*The exercise:*
Copy everything from the line containing "Quality assurance note: the pink" down to the end of the material below, word for word and with nothing left out.

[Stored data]
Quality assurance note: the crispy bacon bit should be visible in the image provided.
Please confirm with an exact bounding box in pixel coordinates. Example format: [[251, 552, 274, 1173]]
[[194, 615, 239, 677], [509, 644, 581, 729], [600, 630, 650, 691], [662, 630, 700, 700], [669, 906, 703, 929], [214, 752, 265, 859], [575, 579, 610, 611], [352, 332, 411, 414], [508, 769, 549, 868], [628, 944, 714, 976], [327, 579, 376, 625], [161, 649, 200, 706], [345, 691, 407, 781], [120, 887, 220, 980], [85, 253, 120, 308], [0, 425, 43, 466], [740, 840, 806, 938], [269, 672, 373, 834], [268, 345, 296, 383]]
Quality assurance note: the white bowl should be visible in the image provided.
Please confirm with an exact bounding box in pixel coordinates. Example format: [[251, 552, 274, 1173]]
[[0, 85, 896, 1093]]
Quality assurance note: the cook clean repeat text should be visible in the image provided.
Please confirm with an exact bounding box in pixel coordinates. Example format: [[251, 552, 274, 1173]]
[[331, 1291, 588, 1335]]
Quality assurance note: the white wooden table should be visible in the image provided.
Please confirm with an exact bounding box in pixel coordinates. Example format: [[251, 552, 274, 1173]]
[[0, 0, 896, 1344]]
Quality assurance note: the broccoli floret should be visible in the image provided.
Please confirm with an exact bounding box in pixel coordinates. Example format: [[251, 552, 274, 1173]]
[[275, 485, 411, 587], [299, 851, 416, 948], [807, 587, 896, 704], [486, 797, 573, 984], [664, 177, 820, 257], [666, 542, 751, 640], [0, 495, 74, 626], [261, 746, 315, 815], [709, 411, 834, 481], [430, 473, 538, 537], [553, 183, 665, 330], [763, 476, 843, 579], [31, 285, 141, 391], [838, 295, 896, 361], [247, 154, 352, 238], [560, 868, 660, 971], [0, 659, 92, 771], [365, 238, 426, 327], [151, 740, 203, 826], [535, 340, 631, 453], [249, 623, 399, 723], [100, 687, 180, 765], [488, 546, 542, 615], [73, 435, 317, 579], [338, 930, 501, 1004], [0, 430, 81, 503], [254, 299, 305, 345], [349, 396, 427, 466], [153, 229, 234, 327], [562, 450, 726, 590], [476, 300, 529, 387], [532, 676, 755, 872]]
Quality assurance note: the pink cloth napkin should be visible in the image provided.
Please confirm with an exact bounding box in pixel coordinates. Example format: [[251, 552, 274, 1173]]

*Answer in full:*
Quality assurance note: the pink cloth napkin should be visible in the image provided.
Please confirm with an exact bounding box in pixel coordinates. Example format: [[251, 552, 274, 1173]]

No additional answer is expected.